▶ **Problems to work on**:
**a)** In the forum thread below, list every username that appears in a post heading.
**b)** In the forum thread below, how long does ArmyofJuan say the wife's affair with the OM might last on average?

Most affairs generally follow the cheater's script. Its to the point where you can pretty much predict the behavior and outcome.


----------



## BURNT KEP (Oct 3, 2012)

lordmayhem said:


> Most affairs generally follow the cheater's script. Its to the point where you can pretty much predict the behavior and outcome.


So true I just wish I would have found this site earlier it would have been a big help.


----------



## Chaparral (Jul 17, 2011)

lordmayhem said:


> Why haven't you exposed the POSOM?
> 
> Let this be yet another lesson to the BSs out there:
> 
> ...



I would have been standing between their desks in a heartbeat. Yes he would have thought I had gone psycho because I would not have left any doubt.


----------



## weightlifter (Dec 14, 2012)

Basic bio. Length of relationship, married, kids?

It is unclear when it became PA.

How did the notes get found?

Sorry you are here.


----------



## Shaggy (Jul 17, 2011)

What haven't you exposed the POSOM and at work?


----------



## lordmayhem (Feb 7, 2011)

BURNT KEP said:


> So true I just wish I would have found this site earlier it would have been a big help.


:iagree:

Same here.


----------



## ArmyofJuan (Dec 29, 2010)

Wow, you did EVERYTHING wrong. It’s too bad you didn't get help first before you went on to sabotage yourself. That being said, it’s never too late for the 180, its still early in the game for you. 

She basically kicked you in the junk and spit in your face and you apologized for making her do that and bought her flowers to boot. When someone disrespects you like that, you don’t go kissing their azz to get them to stop. 

She is your ENEMY. Trying to R after what she did and is doing shouldn’t have been an option. She will fail but you have to stop supporting her emotionally first. You still wanting her feeds her ego and actually enables the affair. Had you pulled the rug out from under her by kicking her out on day one things would be different. The nice guy approach ALWAYS fails in these situations, it impossible to “win” them back. The best thing to do is turn your back on them and let them fall without you.

You need to be a giant A-hole to her. She doesn’t respect you because you don’t respect yourself and look weak in her eyes. Show her you don’t need her and won’t tolerate her anymore. Your W has set herself up for failure (she is delusional and believes just because you and the OM wants her, all guys want her) and will get a hard lesson once she is on her own that things are not going to be as easy as she thinks. Her A with the OM might last 6 months (on average) but statically it shouldn’t make it a year or 2 at best. 

You need to get angry ASAP. In a couple of years you may find out that her leaving was the best thing that happened to you.


----------



## Sudden404 (Feb 26, 2013)

ArmyofJuan said:


> Wow, you did EVERYTHING wrong. It’s too bad you didn't get help first before you went on to sabotage yourself. That being said, it’s never too late for the 180, its still early in the game for you.

▶ **Stored rows**:

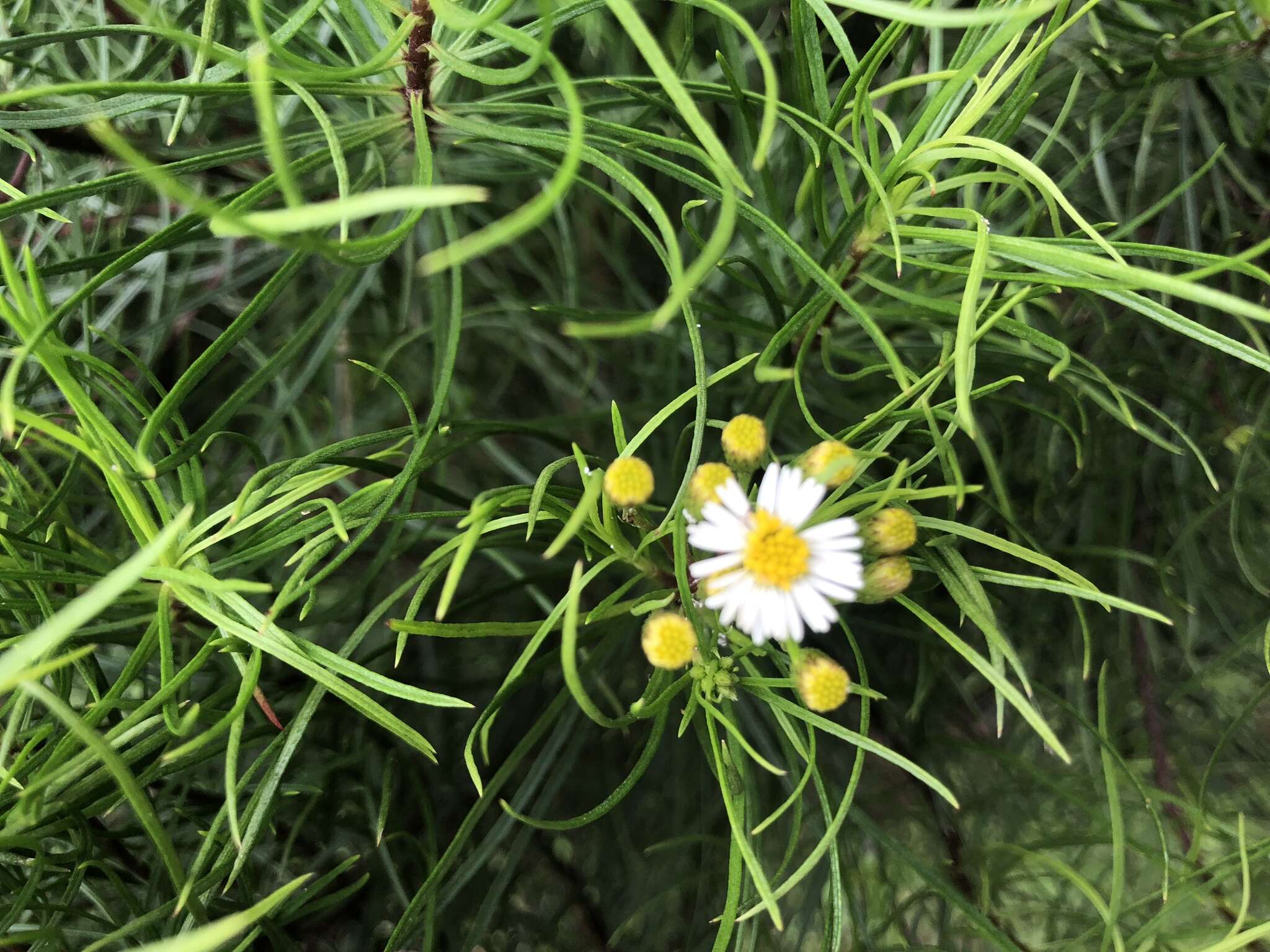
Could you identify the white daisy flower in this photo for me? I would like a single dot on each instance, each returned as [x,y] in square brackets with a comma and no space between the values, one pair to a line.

==

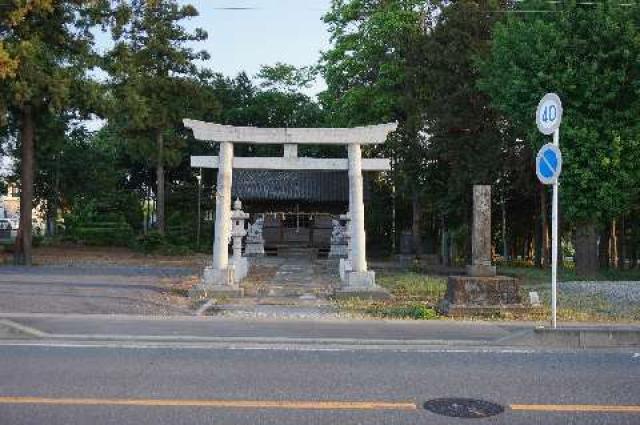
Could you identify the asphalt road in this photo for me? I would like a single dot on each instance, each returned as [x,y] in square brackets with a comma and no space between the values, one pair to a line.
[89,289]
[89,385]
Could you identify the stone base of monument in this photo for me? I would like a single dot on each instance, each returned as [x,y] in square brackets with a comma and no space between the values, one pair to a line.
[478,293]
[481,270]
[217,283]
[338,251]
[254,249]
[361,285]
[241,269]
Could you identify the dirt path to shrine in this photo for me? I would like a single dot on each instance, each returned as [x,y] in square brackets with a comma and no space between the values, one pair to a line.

--

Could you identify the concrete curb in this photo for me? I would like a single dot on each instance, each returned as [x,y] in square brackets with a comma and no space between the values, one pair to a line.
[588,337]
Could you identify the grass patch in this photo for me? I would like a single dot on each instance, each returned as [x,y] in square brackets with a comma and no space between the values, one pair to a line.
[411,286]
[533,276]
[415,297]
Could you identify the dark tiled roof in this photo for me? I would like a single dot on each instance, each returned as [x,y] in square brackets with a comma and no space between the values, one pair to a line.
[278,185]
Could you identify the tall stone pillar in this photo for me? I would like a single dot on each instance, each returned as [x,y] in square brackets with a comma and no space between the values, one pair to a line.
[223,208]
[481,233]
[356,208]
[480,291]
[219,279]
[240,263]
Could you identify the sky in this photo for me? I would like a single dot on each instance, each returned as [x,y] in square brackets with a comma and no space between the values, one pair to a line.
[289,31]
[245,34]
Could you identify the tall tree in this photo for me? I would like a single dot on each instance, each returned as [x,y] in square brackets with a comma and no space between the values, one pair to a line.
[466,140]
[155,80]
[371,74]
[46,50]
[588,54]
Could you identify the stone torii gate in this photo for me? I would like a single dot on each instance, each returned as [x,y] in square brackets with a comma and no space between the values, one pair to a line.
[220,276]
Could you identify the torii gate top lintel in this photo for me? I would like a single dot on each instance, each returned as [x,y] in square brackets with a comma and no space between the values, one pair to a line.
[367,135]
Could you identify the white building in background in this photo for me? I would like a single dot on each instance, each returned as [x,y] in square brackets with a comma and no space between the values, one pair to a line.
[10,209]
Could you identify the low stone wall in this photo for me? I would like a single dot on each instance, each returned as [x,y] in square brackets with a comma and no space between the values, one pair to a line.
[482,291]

▶ **Results for each task**:
**a)** BURNT KEP, Chaparral, weightlifter, Shaggy, lordmayhem, ArmyofJuan, Sudden404

**b)** Six months.